BEGIN Records for the exercise

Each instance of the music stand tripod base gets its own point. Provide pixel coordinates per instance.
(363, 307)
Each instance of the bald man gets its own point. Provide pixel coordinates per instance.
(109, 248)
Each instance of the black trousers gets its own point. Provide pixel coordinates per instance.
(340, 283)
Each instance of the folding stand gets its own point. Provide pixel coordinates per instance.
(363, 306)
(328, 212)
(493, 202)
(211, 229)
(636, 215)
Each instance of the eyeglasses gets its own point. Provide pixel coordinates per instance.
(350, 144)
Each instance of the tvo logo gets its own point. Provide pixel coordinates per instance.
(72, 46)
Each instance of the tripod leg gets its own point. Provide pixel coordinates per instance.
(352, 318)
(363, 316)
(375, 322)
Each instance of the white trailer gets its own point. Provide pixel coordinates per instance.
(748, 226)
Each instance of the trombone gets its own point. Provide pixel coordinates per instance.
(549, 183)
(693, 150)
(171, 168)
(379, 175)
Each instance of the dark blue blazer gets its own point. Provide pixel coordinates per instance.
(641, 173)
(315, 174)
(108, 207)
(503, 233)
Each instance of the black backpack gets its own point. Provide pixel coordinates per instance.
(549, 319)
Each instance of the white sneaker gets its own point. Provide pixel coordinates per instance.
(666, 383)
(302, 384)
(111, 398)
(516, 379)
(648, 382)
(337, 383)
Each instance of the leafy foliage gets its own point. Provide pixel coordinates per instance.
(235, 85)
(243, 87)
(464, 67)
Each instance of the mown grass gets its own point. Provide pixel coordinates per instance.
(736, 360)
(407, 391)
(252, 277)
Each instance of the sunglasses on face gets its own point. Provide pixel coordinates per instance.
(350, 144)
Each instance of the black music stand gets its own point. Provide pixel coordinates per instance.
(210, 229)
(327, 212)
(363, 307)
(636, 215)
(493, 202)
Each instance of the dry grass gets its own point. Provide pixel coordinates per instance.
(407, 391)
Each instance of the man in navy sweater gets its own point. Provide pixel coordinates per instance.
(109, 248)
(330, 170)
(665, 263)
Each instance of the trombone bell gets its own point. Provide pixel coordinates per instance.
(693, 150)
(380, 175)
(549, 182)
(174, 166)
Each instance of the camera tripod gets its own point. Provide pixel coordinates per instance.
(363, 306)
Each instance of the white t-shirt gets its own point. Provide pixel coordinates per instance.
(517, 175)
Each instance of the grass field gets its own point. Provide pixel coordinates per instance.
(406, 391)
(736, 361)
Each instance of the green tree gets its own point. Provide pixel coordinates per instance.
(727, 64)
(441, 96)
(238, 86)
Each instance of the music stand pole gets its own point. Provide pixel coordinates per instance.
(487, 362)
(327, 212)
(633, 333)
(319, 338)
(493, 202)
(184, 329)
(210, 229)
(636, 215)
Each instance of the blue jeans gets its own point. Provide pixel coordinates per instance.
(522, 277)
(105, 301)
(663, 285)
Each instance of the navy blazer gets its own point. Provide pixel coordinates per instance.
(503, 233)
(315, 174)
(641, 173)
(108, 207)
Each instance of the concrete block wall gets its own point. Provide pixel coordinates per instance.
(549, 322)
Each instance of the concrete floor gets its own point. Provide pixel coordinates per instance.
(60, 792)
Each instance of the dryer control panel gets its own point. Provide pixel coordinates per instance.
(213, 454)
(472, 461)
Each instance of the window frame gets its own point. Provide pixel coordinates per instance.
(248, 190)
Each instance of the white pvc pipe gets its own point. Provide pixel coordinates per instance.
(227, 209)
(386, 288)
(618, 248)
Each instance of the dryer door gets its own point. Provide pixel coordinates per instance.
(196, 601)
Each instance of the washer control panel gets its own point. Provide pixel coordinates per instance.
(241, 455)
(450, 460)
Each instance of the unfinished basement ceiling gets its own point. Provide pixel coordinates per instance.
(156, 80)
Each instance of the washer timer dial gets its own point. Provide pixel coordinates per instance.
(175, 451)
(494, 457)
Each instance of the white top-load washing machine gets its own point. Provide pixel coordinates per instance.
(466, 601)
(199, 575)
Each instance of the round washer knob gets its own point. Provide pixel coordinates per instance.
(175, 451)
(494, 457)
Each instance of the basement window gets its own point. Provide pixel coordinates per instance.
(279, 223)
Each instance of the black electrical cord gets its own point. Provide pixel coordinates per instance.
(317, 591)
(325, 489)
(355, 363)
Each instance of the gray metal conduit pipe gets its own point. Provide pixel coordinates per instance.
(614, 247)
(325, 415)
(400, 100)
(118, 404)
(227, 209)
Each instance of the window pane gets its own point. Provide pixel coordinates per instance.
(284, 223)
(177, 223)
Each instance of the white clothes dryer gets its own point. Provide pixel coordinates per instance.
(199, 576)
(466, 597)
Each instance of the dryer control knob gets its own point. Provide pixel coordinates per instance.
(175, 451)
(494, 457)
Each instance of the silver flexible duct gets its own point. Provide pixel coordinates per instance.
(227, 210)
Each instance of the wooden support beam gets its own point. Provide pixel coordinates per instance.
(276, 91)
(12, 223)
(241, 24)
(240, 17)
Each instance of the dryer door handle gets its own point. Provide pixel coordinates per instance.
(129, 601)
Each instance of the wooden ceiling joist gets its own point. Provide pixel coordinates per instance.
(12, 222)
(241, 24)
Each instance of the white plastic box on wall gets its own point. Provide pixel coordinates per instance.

END Records for the exercise

▶ **What is asked**:
Repeat each record exactly, leaving nothing out.

▶ **Right answer**:
Each instance of the music stand tripod base gets its own point. Provide pixel coordinates per instance.
(363, 307)
Each instance of the bald man gets its own point. Provide pixel coordinates per instance.
(109, 248)
Each instance of the black trousers gets its own point. Provide pixel coordinates per instance.
(340, 283)
Each instance of the folding stand gets its own point. Provide pixel coordinates per instance.
(363, 306)
(328, 212)
(493, 202)
(211, 229)
(636, 215)
Each instance of the eyeglasses gets its own point. Provide pixel coordinates per instance.
(350, 144)
Each instance of the tvo logo gets its own point. Provide pixel coordinates per instance.
(72, 46)
Each instance of the tripod leg gets its own point. Provide pixel coordinates per instance.
(352, 318)
(363, 316)
(375, 322)
Each instance of the white trailer gets its own point. Provide pixel coordinates per instance.
(748, 226)
Each instance of the trombone gets its own point. Provide pixel coordinates per instance.
(549, 183)
(693, 150)
(171, 168)
(379, 175)
Each instance of the dark blue blazer gets its own point. Provide pixel coordinates per instance.
(641, 173)
(315, 174)
(108, 207)
(503, 233)
Each instance of the black backpack gets its own point. Provide pixel coordinates per instance.
(549, 319)
Each instance of the white sneaker gets its own point. Provide pixel coordinates per instance.
(666, 383)
(302, 384)
(111, 398)
(516, 379)
(648, 382)
(337, 383)
Each instance of the leafy foliage gets its own point. Provide pixel coordinates per instance.
(235, 85)
(243, 87)
(464, 67)
Each instance of the mown grass gets its own point. Provide pixel coordinates per instance.
(736, 360)
(407, 391)
(252, 277)
Each instance of the sunglasses on face gets its own point. Provide pixel coordinates per instance.
(350, 144)
Each instance of the black music stand gets its own point. Provide pixel coordinates per instance.
(210, 229)
(327, 212)
(363, 307)
(636, 215)
(493, 202)
Each instance of the dry grass gets its own point. Provide pixel coordinates per instance.
(407, 391)
Each instance of the man in navy sweater gets its own point. Provide pixel coordinates per instance.
(109, 248)
(330, 170)
(665, 263)
Each instance of the trombone bell gets its own point. Provide pixel coordinates per instance.
(693, 150)
(380, 175)
(549, 182)
(174, 166)
Each instance of the camera tripod gets its own point. Provide pixel coordinates per instance.
(363, 306)
Each instance of the white t-shirt gets its own point. Provide pixel coordinates per instance.
(517, 175)
Each instance of the grass field gets its own point. Provide pixel coordinates per instance.
(406, 391)
(736, 361)
Each instance of the green tree gets its own point. Provide pixel coordinates per instance.
(727, 64)
(441, 96)
(238, 86)
Each instance of the music stand pole gets its own point. Provide pixel coordinates per instance.
(487, 362)
(327, 212)
(633, 333)
(319, 338)
(493, 202)
(184, 329)
(210, 229)
(636, 215)
Each instance of the blue jeans gets its own point. Provide pixel coordinates per instance.
(522, 277)
(105, 301)
(663, 285)
Each instance of the navy blazer gets its own point. Provide pixel coordinates per instance.
(503, 233)
(315, 174)
(641, 173)
(108, 207)
Each instance of the concrete block wall gets its own point. Provide pixel coordinates per instance.
(549, 322)
Each instance of the concrete floor gets its own point. Provide pixel coordinates per instance.
(60, 792)
Each instance of the dryer control panel gets its own point. Provide pixel coordinates per instance.
(213, 454)
(472, 461)
Each instance of the window frame gets its own point. Provide pixel coordinates per instance.
(248, 190)
Each instance of the white pvc pipe gets its own point. Provide pixel coordinates per instance.
(227, 209)
(386, 288)
(618, 248)
Each instance of the dryer door gets its own point. Provide pixel coordinates per instance.
(196, 601)
Each instance of the washer control panel gets its own point. Provide pixel coordinates per instance.
(241, 455)
(450, 460)
Each instance of the unfinished basement ceiling gets its own point. Provide pixel coordinates per instance.
(156, 80)
Each instance of the washer timer dial gets its own point. Provide pixel coordinates per instance.
(175, 451)
(494, 457)
Each instance of the white top-load washing machine gets its own point. Provide pixel coordinates per instance.
(466, 601)
(199, 575)
Each instance of the round washer knob gets its own point. Provide pixel coordinates per instance.
(175, 451)
(494, 457)
Each instance of the basement window gets its own point. Provide pixel coordinates per instance.
(279, 223)
Each instance of the black electrical cord gets its own point. Provide pixel coordinates per instance.
(317, 591)
(325, 489)
(355, 363)
Each instance of the gray metal conduit pipe gets its own point. Provide pixel coordinates per instance.
(614, 247)
(325, 415)
(400, 100)
(118, 404)
(227, 209)
Each instance of the window pane gets its own point. Provide pixel coordinates per instance.
(284, 223)
(177, 223)
Each instance of the white clothes dryer gets its own point. Provide pixel coordinates per instance.
(199, 576)
(466, 597)
Each instance of the dryer control knob gets its own point. Provide pixel coordinates per instance.
(175, 451)
(494, 457)
Each instance of the silver flexible duct gets its own point. Provide pixel coordinates per instance.
(227, 210)
Each instance of the wooden support beam gets its own point. Provide pixel coordinates per instance.
(276, 91)
(12, 223)
(241, 24)
(240, 17)
Each instance of the dryer door handle gets its own point. Provide pixel coordinates per instance.
(129, 601)
Each instance of the wooden ceiling joist gets its own point. Provide pixel coordinates per instance.
(12, 222)
(241, 24)
Each instance of the white plastic box on wall gets its own point. Provide pixel coordinates per instance.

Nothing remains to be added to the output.